* YOUR INSTRUCTIONS
Write out the records again, exactly, leaving none out.

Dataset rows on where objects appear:
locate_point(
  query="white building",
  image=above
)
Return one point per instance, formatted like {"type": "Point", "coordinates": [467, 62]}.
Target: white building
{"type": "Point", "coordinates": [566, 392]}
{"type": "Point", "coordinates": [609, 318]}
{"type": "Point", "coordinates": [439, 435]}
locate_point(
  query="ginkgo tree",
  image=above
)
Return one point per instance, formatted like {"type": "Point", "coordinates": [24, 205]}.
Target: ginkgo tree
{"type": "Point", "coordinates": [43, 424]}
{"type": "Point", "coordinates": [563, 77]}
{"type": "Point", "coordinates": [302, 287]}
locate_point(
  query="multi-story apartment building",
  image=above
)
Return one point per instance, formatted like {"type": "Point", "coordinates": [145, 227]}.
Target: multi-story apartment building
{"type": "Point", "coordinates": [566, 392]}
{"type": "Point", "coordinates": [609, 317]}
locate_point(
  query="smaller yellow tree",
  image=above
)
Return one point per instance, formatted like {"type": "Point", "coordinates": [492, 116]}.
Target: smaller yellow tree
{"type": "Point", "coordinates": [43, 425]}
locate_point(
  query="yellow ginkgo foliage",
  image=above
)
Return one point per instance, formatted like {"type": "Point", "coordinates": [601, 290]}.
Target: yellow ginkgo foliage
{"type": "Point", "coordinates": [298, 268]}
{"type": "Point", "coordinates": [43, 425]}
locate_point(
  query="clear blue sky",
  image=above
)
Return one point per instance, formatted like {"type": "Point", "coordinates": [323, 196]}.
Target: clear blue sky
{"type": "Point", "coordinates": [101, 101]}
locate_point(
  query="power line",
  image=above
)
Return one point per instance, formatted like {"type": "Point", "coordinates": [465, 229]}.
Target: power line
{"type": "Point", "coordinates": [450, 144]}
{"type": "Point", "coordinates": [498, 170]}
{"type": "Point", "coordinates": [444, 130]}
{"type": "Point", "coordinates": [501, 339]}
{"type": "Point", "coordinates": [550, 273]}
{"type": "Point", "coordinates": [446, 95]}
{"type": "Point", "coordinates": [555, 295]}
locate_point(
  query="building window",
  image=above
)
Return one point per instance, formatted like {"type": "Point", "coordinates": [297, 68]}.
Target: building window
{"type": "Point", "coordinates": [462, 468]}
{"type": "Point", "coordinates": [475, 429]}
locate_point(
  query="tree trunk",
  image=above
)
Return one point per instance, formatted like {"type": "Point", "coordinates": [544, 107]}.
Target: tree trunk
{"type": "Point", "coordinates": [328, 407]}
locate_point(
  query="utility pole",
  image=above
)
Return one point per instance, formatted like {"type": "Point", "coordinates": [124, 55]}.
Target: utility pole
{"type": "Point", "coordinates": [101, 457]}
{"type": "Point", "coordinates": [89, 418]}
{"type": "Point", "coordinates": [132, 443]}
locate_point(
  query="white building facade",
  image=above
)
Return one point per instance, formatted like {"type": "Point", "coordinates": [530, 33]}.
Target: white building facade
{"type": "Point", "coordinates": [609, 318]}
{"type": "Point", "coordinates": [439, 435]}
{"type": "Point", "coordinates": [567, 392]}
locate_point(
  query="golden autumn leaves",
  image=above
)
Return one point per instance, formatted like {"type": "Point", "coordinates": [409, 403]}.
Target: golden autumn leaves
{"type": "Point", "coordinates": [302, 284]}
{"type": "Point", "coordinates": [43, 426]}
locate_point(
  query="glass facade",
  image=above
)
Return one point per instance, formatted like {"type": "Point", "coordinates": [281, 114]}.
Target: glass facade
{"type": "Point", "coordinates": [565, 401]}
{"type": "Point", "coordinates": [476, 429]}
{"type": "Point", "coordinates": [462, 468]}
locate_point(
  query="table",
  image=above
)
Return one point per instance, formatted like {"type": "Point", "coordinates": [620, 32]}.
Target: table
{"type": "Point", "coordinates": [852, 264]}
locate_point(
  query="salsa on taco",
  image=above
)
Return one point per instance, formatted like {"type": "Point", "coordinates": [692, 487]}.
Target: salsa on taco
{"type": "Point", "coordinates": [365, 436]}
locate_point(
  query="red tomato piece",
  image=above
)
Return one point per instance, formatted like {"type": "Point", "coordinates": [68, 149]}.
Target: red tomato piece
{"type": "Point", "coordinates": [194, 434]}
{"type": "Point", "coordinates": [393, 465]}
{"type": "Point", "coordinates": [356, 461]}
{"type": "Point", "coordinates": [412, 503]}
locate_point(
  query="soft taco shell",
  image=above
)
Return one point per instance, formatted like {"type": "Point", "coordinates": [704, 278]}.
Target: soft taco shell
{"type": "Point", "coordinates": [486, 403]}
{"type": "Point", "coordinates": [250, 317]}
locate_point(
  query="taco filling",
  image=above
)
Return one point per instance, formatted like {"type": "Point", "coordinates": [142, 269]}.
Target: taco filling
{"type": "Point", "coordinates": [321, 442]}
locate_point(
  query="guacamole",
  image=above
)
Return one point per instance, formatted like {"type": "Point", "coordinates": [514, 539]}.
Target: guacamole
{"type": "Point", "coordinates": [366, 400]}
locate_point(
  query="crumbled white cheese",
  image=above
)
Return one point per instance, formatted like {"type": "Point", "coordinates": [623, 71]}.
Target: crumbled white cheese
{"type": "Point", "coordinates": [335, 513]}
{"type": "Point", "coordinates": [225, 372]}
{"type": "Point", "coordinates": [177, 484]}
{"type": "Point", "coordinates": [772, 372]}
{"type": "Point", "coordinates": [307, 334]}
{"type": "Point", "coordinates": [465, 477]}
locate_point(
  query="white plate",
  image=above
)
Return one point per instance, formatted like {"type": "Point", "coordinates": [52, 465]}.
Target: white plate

* IN RESPONSE
locate_point(
  query="white building",
  image=above
)
Return one point per instance, formatted like {"type": "Point", "coordinates": [467, 62]}.
Target: white building
{"type": "Point", "coordinates": [566, 392]}
{"type": "Point", "coordinates": [609, 318]}
{"type": "Point", "coordinates": [439, 435]}
locate_point(
  query="ginkgo tree",
  image=above
)
Return one point per instance, formatted like {"type": "Point", "coordinates": [24, 205]}.
Target: ginkgo tree
{"type": "Point", "coordinates": [43, 424]}
{"type": "Point", "coordinates": [563, 77]}
{"type": "Point", "coordinates": [302, 287]}
locate_point(
  query="multi-story apartment building",
  image=above
)
Return one point per instance, formatted like {"type": "Point", "coordinates": [145, 227]}.
Target: multi-story apartment building
{"type": "Point", "coordinates": [566, 392]}
{"type": "Point", "coordinates": [609, 317]}
locate_point(
  query="smaller yellow tree",
  image=above
)
Return one point per instance, formatted like {"type": "Point", "coordinates": [492, 116]}.
Target: smaller yellow tree
{"type": "Point", "coordinates": [43, 425]}
locate_point(
  query="yellow ginkgo foliage",
  image=above
)
Return one point per instance, formatted like {"type": "Point", "coordinates": [601, 290]}.
Target: yellow ginkgo foliage
{"type": "Point", "coordinates": [298, 268]}
{"type": "Point", "coordinates": [43, 425]}
locate_point(
  query="clear blue sky",
  image=above
)
Return one point per instance, formatted like {"type": "Point", "coordinates": [323, 196]}.
Target: clear blue sky
{"type": "Point", "coordinates": [101, 101]}
locate_point(
  query="power line",
  image=above
)
Return one point per instance, formatted like {"type": "Point", "coordinates": [465, 229]}.
Target: power line
{"type": "Point", "coordinates": [450, 144]}
{"type": "Point", "coordinates": [498, 170]}
{"type": "Point", "coordinates": [444, 130]}
{"type": "Point", "coordinates": [501, 339]}
{"type": "Point", "coordinates": [550, 273]}
{"type": "Point", "coordinates": [446, 95]}
{"type": "Point", "coordinates": [555, 295]}
locate_point(
  query="building window",
  image=above
)
Return one point per instance, formatted like {"type": "Point", "coordinates": [297, 68]}.
Target: building window
{"type": "Point", "coordinates": [462, 468]}
{"type": "Point", "coordinates": [475, 429]}
locate_point(
  query="tree trunk",
  image=above
)
Return one point per instance, formatted like {"type": "Point", "coordinates": [544, 107]}.
Target: tree trunk
{"type": "Point", "coordinates": [328, 407]}
locate_point(
  query="utility pole",
  image=above
)
Return one point per instance, formatted like {"type": "Point", "coordinates": [124, 55]}.
Target: utility pole
{"type": "Point", "coordinates": [101, 457]}
{"type": "Point", "coordinates": [89, 418]}
{"type": "Point", "coordinates": [132, 443]}
locate_point(
  query="white building facade",
  image=above
)
Return one point per instance, formatted like {"type": "Point", "coordinates": [530, 33]}.
Target: white building facade
{"type": "Point", "coordinates": [609, 318]}
{"type": "Point", "coordinates": [439, 435]}
{"type": "Point", "coordinates": [567, 392]}
locate_point(
  query="golden autumn leaves",
  image=above
)
Return one point per instance, formatted like {"type": "Point", "coordinates": [409, 403]}.
Target: golden autumn leaves
{"type": "Point", "coordinates": [302, 284]}
{"type": "Point", "coordinates": [43, 426]}
locate_point(
  query="glass facade",
  image=above
)
Return one point per instance, formatted like {"type": "Point", "coordinates": [281, 114]}.
Target: glass facade
{"type": "Point", "coordinates": [565, 401]}
{"type": "Point", "coordinates": [476, 429]}
{"type": "Point", "coordinates": [462, 468]}
locate_point(
  query="table",
  image=above
)
Return one point per instance, formatted like {"type": "Point", "coordinates": [620, 32]}.
Target: table
{"type": "Point", "coordinates": [852, 264]}
locate_point(
  query="salsa on taco",
  image=above
)
Return one point per instance, formatted like {"type": "Point", "coordinates": [692, 487]}.
Target: salsa on taco
{"type": "Point", "coordinates": [365, 436]}
locate_point(
  query="red tomato piece",
  image=above
)
Return one point per instance, formatted like {"type": "Point", "coordinates": [68, 149]}.
Target: red tomato piece
{"type": "Point", "coordinates": [194, 434]}
{"type": "Point", "coordinates": [393, 465]}
{"type": "Point", "coordinates": [356, 461]}
{"type": "Point", "coordinates": [412, 503]}
locate_point(
  query="soft taco shell",
  image=above
)
Return one point per instance, formatted like {"type": "Point", "coordinates": [704, 278]}.
Target: soft taco shell
{"type": "Point", "coordinates": [486, 403]}
{"type": "Point", "coordinates": [250, 317]}
locate_point(
  query="taco filling",
  image=above
)
Return one point per instance, formatted like {"type": "Point", "coordinates": [142, 269]}.
Target: taco filling
{"type": "Point", "coordinates": [321, 442]}
locate_point(
  query="guacamole",
  image=above
)
Return one point per instance, formatted like {"type": "Point", "coordinates": [514, 539]}.
Target: guacamole
{"type": "Point", "coordinates": [366, 400]}
locate_point(
  query="crumbled white cheese",
  image=above
)
Return one point per instance, formatted like {"type": "Point", "coordinates": [623, 71]}.
Target: crumbled white cheese
{"type": "Point", "coordinates": [335, 513]}
{"type": "Point", "coordinates": [225, 372]}
{"type": "Point", "coordinates": [177, 484]}
{"type": "Point", "coordinates": [772, 372]}
{"type": "Point", "coordinates": [307, 334]}
{"type": "Point", "coordinates": [465, 477]}
locate_point(
  query="white plate",
  image=above
)
Return one point per instance, formatted like {"type": "Point", "coordinates": [52, 465]}.
Target: white plate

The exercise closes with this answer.